**TASK SET:**
(a) Using the TPMS relearn thread, decide whether each statement agrees with it: (i) the tool's antenna should be held about 2 inches from the valve stem area; (ii) boraz says a 2011 needs the relearn tool; (iii) snowwy66 says the tool is designed for 2006 and later vehicles. Answer yes or no for each, and quote the deciding words.
(b) Reproduce the TPMS relearn thread word for word, from "2012 was first" to "or the tool.".
(c) Write the next part of the TPMS relearn thread, picking up after the point where it stops.

**GIVEN PASSAGE:**
——————
# tpms wont relearn



## snowwy66 (Nov 5, 2017)

The tool has to be held exact angle and position.

Straight up and antenna in front of the valve stem in the tire area. About 2 inches.

If it don't work. Try a fresh battery. Works for me. If it still don't work. Time for a new tool.


----------



## BDCCruze (Jul 12, 2017)

Yep, was going to also suggest a new battery.


----------



## boraz (Aug 29, 2013)

snowwy66 said:


> The tool has to be held exact angle and position.
> 
> Straight up and antenna in front of the valve stem in the tire area. About 2 inches.
> 
> If it don't work. Try a fresh battery. Works for me. If it still don't work. Time for a new tool.


what are you talking aboot?

2011 doesnt need relearn tool


----------



## Maqcro1 (Apr 29, 2019)

boraz said:


> what are you talking aboot?
> 
> 2011 doesnt need relearn tool


Is there a difference between 2011 and 2012? Just wondering because my 2012 uses a TPMS relearn tool at each wheel.


----------



## boraz (Aug 29, 2013)

Maqcro1 said:


> Is there a difference between 2011 and 2012? Just wondering because my 2012 uses a TPMS relearn tool at each wheel.


2012 was first yr you need relearn tool


----------



## snowwy66 (Nov 5, 2017)

There's a trick that works without the tool.
The people on here said it was discontinued in 2014 I think.

2011 can use the trick or the tool.

After 2014. The tool is needed.

The tool is designed for 2006 and later vehicles.


----------



## snowwy66 (Nov 5, 2017)
——————
**Coordinate annotation records:**
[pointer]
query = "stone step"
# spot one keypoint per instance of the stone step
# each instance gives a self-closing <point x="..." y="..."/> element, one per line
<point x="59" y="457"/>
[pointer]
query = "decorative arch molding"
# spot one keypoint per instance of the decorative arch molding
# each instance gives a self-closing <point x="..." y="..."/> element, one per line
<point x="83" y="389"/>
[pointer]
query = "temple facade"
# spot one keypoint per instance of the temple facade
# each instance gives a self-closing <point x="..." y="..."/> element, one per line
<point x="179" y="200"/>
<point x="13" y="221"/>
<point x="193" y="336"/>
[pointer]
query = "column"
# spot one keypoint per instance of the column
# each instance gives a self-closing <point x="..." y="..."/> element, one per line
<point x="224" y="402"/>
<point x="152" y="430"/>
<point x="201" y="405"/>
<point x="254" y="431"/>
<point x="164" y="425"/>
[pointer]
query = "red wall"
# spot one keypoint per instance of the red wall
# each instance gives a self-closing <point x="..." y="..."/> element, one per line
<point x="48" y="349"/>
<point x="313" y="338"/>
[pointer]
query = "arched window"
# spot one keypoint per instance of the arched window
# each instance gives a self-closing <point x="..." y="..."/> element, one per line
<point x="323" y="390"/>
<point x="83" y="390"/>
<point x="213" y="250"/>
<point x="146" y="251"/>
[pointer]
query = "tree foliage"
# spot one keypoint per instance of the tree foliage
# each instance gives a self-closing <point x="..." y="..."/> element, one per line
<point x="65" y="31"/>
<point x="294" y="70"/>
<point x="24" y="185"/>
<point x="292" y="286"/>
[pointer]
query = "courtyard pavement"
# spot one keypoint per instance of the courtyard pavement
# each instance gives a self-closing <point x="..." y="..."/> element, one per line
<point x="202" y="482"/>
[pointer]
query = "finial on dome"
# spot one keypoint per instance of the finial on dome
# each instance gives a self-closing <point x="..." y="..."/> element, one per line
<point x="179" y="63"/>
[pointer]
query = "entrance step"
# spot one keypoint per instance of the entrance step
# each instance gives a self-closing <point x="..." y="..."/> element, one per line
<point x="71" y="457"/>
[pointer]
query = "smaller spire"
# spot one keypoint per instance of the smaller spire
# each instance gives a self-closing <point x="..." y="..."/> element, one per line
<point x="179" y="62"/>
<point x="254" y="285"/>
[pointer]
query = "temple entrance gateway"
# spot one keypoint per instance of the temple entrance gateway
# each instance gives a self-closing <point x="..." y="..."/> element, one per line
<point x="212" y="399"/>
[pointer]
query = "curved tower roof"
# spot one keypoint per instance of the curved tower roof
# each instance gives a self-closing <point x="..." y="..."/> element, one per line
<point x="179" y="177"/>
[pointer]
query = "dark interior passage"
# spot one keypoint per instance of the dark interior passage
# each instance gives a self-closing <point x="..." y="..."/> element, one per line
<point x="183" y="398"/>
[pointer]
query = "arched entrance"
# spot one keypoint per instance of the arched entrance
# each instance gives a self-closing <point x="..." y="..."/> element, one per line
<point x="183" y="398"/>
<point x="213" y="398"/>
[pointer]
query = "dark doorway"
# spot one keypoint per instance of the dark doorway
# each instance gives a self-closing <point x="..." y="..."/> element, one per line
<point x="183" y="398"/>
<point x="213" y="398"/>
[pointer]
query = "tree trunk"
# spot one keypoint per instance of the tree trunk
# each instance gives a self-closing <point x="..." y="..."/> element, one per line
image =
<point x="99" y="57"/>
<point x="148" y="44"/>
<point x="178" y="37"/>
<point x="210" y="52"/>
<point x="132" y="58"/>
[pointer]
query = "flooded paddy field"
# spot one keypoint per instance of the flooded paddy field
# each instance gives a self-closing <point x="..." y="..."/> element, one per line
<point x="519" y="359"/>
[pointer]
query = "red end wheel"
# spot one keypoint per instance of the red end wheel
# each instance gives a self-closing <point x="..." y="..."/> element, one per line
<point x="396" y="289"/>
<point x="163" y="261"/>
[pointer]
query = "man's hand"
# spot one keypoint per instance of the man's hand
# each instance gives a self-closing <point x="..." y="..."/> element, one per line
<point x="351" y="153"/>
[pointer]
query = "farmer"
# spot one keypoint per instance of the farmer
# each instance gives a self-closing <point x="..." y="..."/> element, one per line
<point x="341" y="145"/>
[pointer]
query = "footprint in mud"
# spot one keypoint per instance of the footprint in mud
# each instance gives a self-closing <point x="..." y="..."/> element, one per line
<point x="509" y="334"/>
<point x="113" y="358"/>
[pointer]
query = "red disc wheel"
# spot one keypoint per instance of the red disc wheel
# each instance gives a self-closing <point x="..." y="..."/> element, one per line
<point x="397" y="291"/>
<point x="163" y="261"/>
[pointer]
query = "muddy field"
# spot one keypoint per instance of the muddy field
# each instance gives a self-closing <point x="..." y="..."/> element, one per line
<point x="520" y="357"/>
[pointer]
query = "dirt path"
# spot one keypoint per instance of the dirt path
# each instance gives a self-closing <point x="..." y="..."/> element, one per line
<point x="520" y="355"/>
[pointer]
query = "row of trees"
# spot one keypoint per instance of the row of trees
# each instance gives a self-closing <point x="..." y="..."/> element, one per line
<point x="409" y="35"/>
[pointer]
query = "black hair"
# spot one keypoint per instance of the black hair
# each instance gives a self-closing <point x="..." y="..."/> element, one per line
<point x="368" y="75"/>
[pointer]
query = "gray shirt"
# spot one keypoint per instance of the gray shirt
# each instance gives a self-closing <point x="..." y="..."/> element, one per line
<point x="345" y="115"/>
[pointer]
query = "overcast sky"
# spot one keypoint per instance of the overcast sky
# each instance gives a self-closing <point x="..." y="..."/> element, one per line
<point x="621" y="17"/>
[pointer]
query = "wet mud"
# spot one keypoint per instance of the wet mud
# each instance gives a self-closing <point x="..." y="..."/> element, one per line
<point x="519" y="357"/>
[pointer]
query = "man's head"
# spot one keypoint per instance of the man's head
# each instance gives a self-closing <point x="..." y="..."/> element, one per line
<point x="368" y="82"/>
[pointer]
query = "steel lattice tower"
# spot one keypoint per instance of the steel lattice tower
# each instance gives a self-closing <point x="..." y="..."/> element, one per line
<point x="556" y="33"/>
——————
**SET OF ANSWERS:**
(a)
(i) Yes: "Straight up and antenna in front of the valve stem in the tire area. About 2 inches."
(ii) No: "2011 doesnt need relearn tool"
(iii) Yes: "The tool is designed for 2006 and later vehicles."

(b)
2012 was first yr you need relearn tool


----------



## snowwy66 (Nov 5, 2017)

There's a trick that works without the tool.
The people on here said it was discontinued in 2014 I think.

2011 can use the trick or the tool.

(c)
boraz said:


> what are you talking aboot?
> 
> 2011 doesnt need relearn tool


No but it's easier.

12, 13 don't need it either. According to this very forum.

That very discussion was had on here 5 years ago.


----------



## Maqcro1 (Apr 29, 2019)

boraz said:


> 2012 was first yr you need relearn tool


Thanks for clarifying. 😊


----------



## Maqcro1 (Apr 29, 2019)

snowwy66 said:


> No but it's easier.
> 
> 12, 13 don't need it either. According to this very forum.
> 
> That very discussion was had on here 5 years ago.


Talking about letting air out of the tire in clockwise rotation starting from driver front wheel?


----------



## BadBowtie (Apr 18, 2015)

Cruisecruze1! said:


> Ive got a 2011 cruze ls and I cant get the tpms system to relearn. I get to the tire pressure screen on the instrument panel but i get no response from the button on the end of the stalk, nor do i get a horn response. any Ideas ?


How OLD are your SENSORS inside each Tire ??
They can last around 5 ~ 7 yrs.


----------



## boraz (Aug 29, 2013)

snowwy66 said:


> No but it's easier.
> 
> 12, 13 don't need it either. According to this very forum.
> 
> That very discussion was had on here 5 years ago.


what makes you think TS is even using a learn tool?


----------



## snowwy66 (Nov 5, 2017)

boraz said:


> what makes you think TS is even using a learn tool?


How can you possibly think the tool is NOT easier?

What am I missing?


----------



## boraz (Aug 29, 2013)

snowwy66 said:


> How can you possibly think the tool is NOT easier?
> 
> What am I missing?


how does a relearn tool make the button on the end of the stalk respond?

youre answering questions that arent being asked.


----------



## BadBowtie (Apr 18, 2015)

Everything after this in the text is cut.